What is needed. Extend the article on the .NET Framework 4.0 BlockingCollection, given below, starting after its final sentence.

* START Text block *

Introducing the .NET Framework 4.0 Task Parallel Library BlockingCollection

Introduction to the BlockingCollection

In my article on Task Parallel library Task class, I explained the role of the Task Classand how a class called BlockingCollection mediates between executing tasks. However I never elaborated on all the ways it can be used. This articles tackles some if these ways. I'll explain how to use the BlockingCollection class and provide a stepping stone to applying it in a Parallel Computing solution.

To gain a fundamental understanding of a data structure often it helps to describe the problem it solves or the need it fulfills. I've always thought of the stages in an algorithm as a type of assembly line. So I chose a manufacturing analogy to frame the problem a BlockingCollection solves.

An Assembly Line Analogy

Like all data structures in the .NET Framework, the BlockingCollection has a special purpose. Using a clothing manufacturing assembly line analogy, if Tasks are the assembly line "workers", then the BlockingCollection is the protocol workers use to pass materials between stages in the assembly line.

In a clothing manufacturing assembly line each stage is responsible for some portion of the assembled product. No two stages can be working on, for example, the same shirt at the same time. The sewing on buttons stage cannot be performed during the cutting the pattern stage.

As the shirt is passed between stages there is a handoff protocol. One stage relinquishes ownership of the shirt and another stage takes ownership. There may be many variations in the handoff protocol. For example, is the shirt passed to the right or the left? Where are shirts "stacked" when one stage completes, but the next stage isn't ready to receive the shirt? How are the shirts stacked, latest on top or bottom?

* END Text block *
* START Information given *

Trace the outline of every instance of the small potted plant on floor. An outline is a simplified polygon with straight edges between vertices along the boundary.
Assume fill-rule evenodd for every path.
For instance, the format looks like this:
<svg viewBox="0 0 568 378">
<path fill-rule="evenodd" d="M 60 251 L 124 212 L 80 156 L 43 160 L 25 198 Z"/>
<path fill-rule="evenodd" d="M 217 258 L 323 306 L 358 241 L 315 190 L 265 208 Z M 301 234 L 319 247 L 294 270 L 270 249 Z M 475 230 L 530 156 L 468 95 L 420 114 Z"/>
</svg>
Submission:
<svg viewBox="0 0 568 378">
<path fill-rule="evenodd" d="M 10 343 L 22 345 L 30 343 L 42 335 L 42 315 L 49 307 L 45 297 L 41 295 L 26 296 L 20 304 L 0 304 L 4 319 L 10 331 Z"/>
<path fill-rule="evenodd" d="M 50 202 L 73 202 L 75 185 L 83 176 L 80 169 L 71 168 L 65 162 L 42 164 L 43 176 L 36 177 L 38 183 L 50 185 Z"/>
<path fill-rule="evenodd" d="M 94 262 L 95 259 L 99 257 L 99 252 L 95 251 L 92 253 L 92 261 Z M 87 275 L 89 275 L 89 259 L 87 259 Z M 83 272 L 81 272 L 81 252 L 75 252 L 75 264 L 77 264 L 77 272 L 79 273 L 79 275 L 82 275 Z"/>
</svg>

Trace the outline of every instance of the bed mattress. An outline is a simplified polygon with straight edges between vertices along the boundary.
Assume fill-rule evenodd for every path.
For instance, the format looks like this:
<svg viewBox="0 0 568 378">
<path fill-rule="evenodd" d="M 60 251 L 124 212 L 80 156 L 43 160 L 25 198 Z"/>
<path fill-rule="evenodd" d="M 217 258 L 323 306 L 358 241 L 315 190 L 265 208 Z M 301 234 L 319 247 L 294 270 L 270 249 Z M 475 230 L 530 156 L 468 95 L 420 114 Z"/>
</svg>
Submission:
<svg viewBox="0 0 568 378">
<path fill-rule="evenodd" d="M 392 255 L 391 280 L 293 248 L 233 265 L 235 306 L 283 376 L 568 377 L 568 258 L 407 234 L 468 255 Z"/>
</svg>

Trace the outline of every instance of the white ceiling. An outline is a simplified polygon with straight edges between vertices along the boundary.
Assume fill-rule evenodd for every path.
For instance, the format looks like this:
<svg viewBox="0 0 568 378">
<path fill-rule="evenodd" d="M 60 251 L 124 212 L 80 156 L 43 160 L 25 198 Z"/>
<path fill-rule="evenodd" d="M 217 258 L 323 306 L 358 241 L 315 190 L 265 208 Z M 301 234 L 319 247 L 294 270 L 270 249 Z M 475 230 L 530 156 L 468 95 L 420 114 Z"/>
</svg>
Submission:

* END Information given *

Answer to the exercise.
In the .NET Parallel Computing world, tasks, rather than workers, are assembled to process data rather than shirts. Similar problems arise between stages. Faster stages need a place to "stack" processed data to be consumed in the next stage.

This behavior pattern is often called pipelining or producer/consumer in the Parallel computing resources at the end of this article. I'm going to show how to assemble a pipeline of tasks with the BlockingCollection using some sample projects.

Sample Overview

BlockingCollection controls the producer/consumer handoff by applying three fundamental ideas:

Handoff's can be simple. A stage simply waits until data from a prior stage appears. Once the prior stage in a handoff makes data available, the succeeding stage consumes the data and passes data onto the next stage. This behavior is captured in the GetConsumingEnumerable, add, and take methods on the BlockingCollection. This idea is illustrated in the Sample.WithBlocking project.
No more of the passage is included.